Task to carry out: Reproduce the listing below in full, switching every occurrence of "Annotate" to "Mark" and leaving all other text unchanged.

Provided records:
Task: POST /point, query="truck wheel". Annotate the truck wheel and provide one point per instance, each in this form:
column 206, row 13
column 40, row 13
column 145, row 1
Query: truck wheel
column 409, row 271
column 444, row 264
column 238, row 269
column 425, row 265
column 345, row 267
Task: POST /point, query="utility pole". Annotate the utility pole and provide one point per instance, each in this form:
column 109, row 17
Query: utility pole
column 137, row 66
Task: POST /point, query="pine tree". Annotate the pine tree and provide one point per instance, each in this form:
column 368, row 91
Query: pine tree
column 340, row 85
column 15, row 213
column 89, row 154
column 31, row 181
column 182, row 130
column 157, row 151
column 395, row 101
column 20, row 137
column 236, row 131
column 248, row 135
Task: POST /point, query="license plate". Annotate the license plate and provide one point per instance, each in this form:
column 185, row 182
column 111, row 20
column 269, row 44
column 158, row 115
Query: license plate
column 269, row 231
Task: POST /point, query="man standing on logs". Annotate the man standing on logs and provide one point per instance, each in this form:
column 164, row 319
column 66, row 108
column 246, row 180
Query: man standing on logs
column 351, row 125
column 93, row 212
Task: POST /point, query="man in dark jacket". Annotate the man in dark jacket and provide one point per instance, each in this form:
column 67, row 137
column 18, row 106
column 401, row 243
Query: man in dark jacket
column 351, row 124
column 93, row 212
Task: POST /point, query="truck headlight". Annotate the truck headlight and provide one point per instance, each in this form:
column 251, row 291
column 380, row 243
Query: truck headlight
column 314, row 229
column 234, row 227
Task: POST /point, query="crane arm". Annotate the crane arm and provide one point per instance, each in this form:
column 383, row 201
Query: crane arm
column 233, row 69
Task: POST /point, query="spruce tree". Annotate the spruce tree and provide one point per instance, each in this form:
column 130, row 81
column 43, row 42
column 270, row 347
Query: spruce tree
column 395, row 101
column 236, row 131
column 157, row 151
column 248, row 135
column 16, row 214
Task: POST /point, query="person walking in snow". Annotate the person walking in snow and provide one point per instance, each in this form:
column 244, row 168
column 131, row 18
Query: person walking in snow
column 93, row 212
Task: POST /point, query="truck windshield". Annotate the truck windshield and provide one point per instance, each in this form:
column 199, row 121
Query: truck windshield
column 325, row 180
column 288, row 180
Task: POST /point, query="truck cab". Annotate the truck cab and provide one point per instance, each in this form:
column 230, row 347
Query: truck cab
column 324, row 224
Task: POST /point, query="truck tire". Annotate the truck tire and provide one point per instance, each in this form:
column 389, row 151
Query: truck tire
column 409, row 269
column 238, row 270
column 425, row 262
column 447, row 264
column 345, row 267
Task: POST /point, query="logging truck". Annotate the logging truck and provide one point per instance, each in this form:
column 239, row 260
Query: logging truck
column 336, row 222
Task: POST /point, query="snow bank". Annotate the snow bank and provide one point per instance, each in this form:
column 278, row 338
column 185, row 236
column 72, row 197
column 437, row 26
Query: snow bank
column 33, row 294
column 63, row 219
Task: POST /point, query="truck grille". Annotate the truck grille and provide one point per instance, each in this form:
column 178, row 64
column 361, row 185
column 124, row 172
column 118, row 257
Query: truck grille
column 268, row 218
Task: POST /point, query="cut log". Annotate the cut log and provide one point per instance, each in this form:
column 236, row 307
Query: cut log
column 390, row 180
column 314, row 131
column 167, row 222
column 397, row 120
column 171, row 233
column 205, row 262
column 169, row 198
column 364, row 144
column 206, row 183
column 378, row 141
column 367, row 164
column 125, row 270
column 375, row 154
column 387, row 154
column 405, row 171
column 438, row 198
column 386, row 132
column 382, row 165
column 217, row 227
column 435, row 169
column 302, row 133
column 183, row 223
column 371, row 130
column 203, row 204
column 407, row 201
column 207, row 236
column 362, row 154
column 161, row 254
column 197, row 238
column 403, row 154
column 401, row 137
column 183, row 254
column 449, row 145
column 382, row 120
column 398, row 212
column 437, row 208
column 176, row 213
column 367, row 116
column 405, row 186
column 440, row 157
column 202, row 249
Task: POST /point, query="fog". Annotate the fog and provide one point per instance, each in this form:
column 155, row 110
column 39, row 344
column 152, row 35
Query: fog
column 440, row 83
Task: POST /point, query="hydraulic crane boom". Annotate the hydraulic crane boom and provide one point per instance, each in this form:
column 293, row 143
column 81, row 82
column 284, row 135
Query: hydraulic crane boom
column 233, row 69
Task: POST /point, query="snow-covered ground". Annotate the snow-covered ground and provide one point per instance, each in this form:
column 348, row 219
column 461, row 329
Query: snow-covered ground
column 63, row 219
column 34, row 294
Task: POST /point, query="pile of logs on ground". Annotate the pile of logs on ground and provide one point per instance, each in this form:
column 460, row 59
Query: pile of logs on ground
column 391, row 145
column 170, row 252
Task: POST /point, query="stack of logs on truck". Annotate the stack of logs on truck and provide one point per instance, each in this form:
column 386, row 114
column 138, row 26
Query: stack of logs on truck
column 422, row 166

Final result:
Task: POST /point, query="truck wheel". Mark the truck wheel and provide one point per instance, each in this form:
column 206, row 13
column 40, row 13
column 145, row 1
Query: truck wheel
column 409, row 271
column 444, row 264
column 238, row 269
column 425, row 265
column 345, row 267
Task: POST /point, query="utility pole". Mark the utility pole and provide one point per instance, each in this form:
column 109, row 17
Query: utility pole
column 137, row 66
Task: POST /point, query="pine tree". Mark the pine tree and provide one point per instance, each in this form:
column 368, row 91
Query: pine tree
column 340, row 85
column 15, row 213
column 89, row 154
column 31, row 181
column 182, row 130
column 157, row 151
column 395, row 101
column 20, row 137
column 236, row 131
column 248, row 135
Task: POST /point, query="license plate". Mark the license plate and provide one point per instance, each in this form:
column 185, row 182
column 111, row 20
column 269, row 44
column 158, row 115
Query: license plate
column 269, row 231
Task: POST /point, query="man standing on logs". Mark the man standing on logs and provide one point per instance, each in this form:
column 164, row 319
column 66, row 108
column 246, row 180
Query: man standing on logs
column 351, row 125
column 93, row 212
Task: POST /point, query="man in dark jacket". Mark the man in dark jacket and provide one point per instance, each in this form:
column 67, row 137
column 18, row 106
column 401, row 243
Query: man in dark jacket
column 351, row 124
column 93, row 212
Task: POST /point, query="truck headlight". Mark the truck headlight and provide one point per instance, each in this form:
column 251, row 291
column 380, row 243
Query: truck headlight
column 314, row 229
column 234, row 227
Task: POST /point, query="crane arm". Mark the crane arm and provide one point per instance, each in this form:
column 383, row 201
Query: crane arm
column 233, row 69
Task: POST /point, query="spruce tree". Mark the spruce tree and provide one point per instance, each in this form:
column 130, row 81
column 43, row 42
column 270, row 347
Query: spruce tree
column 395, row 101
column 236, row 131
column 157, row 151
column 248, row 135
column 16, row 214
Task: POST /point, query="person walking in snow". Mark the person walking in snow and provide one point per instance, each in this form:
column 244, row 168
column 131, row 18
Query: person walking in snow
column 93, row 212
Task: POST /point, query="truck windshield". Mark the truck windshield and provide one point per instance, each in this form:
column 199, row 121
Query: truck windshield
column 325, row 180
column 288, row 180
Task: POST /point, query="truck cab". Mark the truck cab and provide one point per instance, each in this form:
column 230, row 347
Query: truck cab
column 324, row 224
Task: POST /point, query="truck tire". Mark the truck tire and provide one point per instance, each in this form:
column 389, row 151
Query: truck tire
column 409, row 269
column 238, row 270
column 425, row 262
column 447, row 264
column 345, row 267
Task: POST /point, query="logging truck". Mark the logging truck and provide one point per instance, each in this form:
column 239, row 260
Query: logging truck
column 336, row 222
Task: POST /point, query="snow bank". Mark the snow bank and provide one point per instance, each in this form:
column 278, row 338
column 185, row 236
column 72, row 197
column 437, row 26
Query: snow bank
column 33, row 294
column 63, row 219
Task: POST /point, query="truck grille". Mark the truck grille and provide one point per instance, each in this form:
column 178, row 64
column 361, row 185
column 124, row 172
column 118, row 257
Query: truck grille
column 268, row 218
Task: POST /point, query="cut log". Mark the cut log and provide one point per instance, each in this form:
column 236, row 307
Query: cut log
column 390, row 180
column 314, row 131
column 167, row 222
column 397, row 120
column 171, row 233
column 205, row 262
column 169, row 198
column 364, row 144
column 206, row 183
column 378, row 141
column 367, row 164
column 125, row 270
column 375, row 154
column 387, row 154
column 405, row 171
column 438, row 198
column 386, row 132
column 382, row 165
column 217, row 227
column 435, row 169
column 302, row 133
column 183, row 223
column 371, row 130
column 203, row 204
column 407, row 201
column 207, row 236
column 362, row 154
column 161, row 254
column 197, row 238
column 403, row 154
column 401, row 137
column 183, row 254
column 449, row 145
column 382, row 120
column 398, row 212
column 437, row 208
column 176, row 213
column 367, row 116
column 405, row 186
column 440, row 157
column 202, row 249
Task: POST /point, query="fog". Mark the fog and provide one point per instance, each in this form:
column 155, row 110
column 39, row 344
column 152, row 35
Query: fog
column 440, row 83
Task: POST /point, query="hydraulic crane boom". Mark the hydraulic crane boom and provide one point per instance, each in this form:
column 293, row 143
column 81, row 82
column 284, row 135
Query: hydraulic crane boom
column 233, row 69
Task: POST /point, query="snow-covered ground". Mark the snow-covered ground and provide one point per instance, each in this form:
column 348, row 219
column 461, row 329
Query: snow-covered ground
column 63, row 219
column 34, row 294
Task: POST /point, query="pile of logs on ground". Mark the pile of logs on ground and provide one point per instance, each in this form:
column 460, row 59
Query: pile of logs on ground
column 391, row 145
column 170, row 252
Task: POST /point, query="stack of logs on truck". Mark the stack of logs on truck and provide one point per instance, each in this form:
column 386, row 114
column 138, row 26
Query: stack of logs on truck
column 422, row 166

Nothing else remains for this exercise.